Extracted text:
State v. Wash
This text of State v. Wash (State v. Wash) is published on Counsel Stack Legal Research, covering Court of Appeals of North Carolina primary law. Counsel Stack provides free access to over 12 million legal documents including statutes, case law, regulations, and constitutions.
Opinion
An unpublished opinion of the North Carolina Court of Appeals does not constitute controlling legal authority. Citation is disfavored, but may be permitted in accordance with the provisions of Rule 30(e)(3) of the North Carolina Rules of Appellate Procedure.
NO. COA13-1152 NORTH CAROLINA COURT OF APPEALS
Filed: 6 May 2014
STATE OF NORTH CAROLINA
v. Rowan County Nos. 06 CRS 57896-97, 07 CRS 51270 JOVAN DAVID WASH
Appeal by defendant from judgments entered 4 April 2013 by
Judge W. Erwin Spainhour in Rowan County Superior Court. Heard
in the Court of Appeals 7 April 2014.
Attorney General Roy Cooper, by Assistant Attorney General Robert D. Croom, for the State.

Given records:
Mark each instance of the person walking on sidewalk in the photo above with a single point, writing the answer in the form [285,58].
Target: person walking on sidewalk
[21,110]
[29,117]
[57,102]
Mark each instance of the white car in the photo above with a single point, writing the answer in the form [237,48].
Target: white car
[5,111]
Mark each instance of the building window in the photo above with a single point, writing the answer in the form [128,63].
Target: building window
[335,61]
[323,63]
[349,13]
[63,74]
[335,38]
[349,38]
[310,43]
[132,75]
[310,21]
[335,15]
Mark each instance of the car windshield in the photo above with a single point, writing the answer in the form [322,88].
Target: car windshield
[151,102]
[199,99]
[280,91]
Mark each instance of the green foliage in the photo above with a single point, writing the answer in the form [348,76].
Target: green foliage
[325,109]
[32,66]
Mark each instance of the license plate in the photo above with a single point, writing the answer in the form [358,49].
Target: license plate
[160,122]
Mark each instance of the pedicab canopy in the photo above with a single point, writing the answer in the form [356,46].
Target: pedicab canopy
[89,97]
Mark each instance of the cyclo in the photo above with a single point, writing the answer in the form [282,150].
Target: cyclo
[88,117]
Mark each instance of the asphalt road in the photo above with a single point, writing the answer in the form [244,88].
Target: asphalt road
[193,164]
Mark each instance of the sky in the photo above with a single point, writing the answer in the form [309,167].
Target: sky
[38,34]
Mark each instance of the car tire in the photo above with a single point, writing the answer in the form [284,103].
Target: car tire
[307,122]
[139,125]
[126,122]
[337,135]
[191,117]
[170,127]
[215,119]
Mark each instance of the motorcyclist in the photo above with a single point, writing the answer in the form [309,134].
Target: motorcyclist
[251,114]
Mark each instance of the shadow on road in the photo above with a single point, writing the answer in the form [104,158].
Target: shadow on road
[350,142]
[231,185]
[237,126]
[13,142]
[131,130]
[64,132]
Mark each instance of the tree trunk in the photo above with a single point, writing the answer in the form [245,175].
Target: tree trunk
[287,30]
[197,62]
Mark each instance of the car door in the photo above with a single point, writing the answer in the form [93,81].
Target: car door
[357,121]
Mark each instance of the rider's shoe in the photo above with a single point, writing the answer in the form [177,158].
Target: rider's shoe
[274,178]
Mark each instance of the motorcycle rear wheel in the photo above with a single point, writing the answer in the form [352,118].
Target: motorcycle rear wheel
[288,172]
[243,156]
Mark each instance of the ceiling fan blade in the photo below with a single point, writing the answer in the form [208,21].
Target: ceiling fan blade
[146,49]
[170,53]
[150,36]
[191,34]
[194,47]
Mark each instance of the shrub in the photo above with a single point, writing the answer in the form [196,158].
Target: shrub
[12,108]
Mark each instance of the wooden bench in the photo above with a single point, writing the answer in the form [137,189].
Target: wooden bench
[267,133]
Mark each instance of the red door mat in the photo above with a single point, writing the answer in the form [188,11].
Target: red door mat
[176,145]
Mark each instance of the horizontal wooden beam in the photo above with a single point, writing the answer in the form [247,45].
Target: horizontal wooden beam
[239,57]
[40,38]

Set of tasks:
a) Copy the stretch of the State v. Wash opinion from "NO. COA13-1152 NORTH" through "for the State.", replacing "Rowan County" with "Cabarrus County".
b) According to the State v. Wash opinion, on what basis may this unpublished opinion still be cited, even though citation is disfavored? Answer in one to three sentences.
The entries are separate from the State v. Wash opinion.

Outputs by task:
a)
NO. COA13-1152 NORTH CAROLINA COURT OF APPEALS
Filed: 6 May 2014
STATE OF NORTH CAROLINA
v. Cabarrus County Nos. 06 CRS 57896-97, 07 CRS 51270 JOVAN DAVID WASH
Appeal by defendant from judgments entered 4 April 2013 by
Judge W. Erwin Spainhour in Cabarrus County Superior Court. Heard
in the Court of Appeals 7 April 2014.
Attorney General Roy Cooper, by Assistant Attorney General Robert D. Croom, for the State.

b) It is an unpublished opinion of the North Carolina Court of Appeals, so it is not controlling legal authority. Citing it is disfavored, but it may be permitted under the provisions of Rule 30(e)(3) of the North Carolina Rules of Appellate Procedure.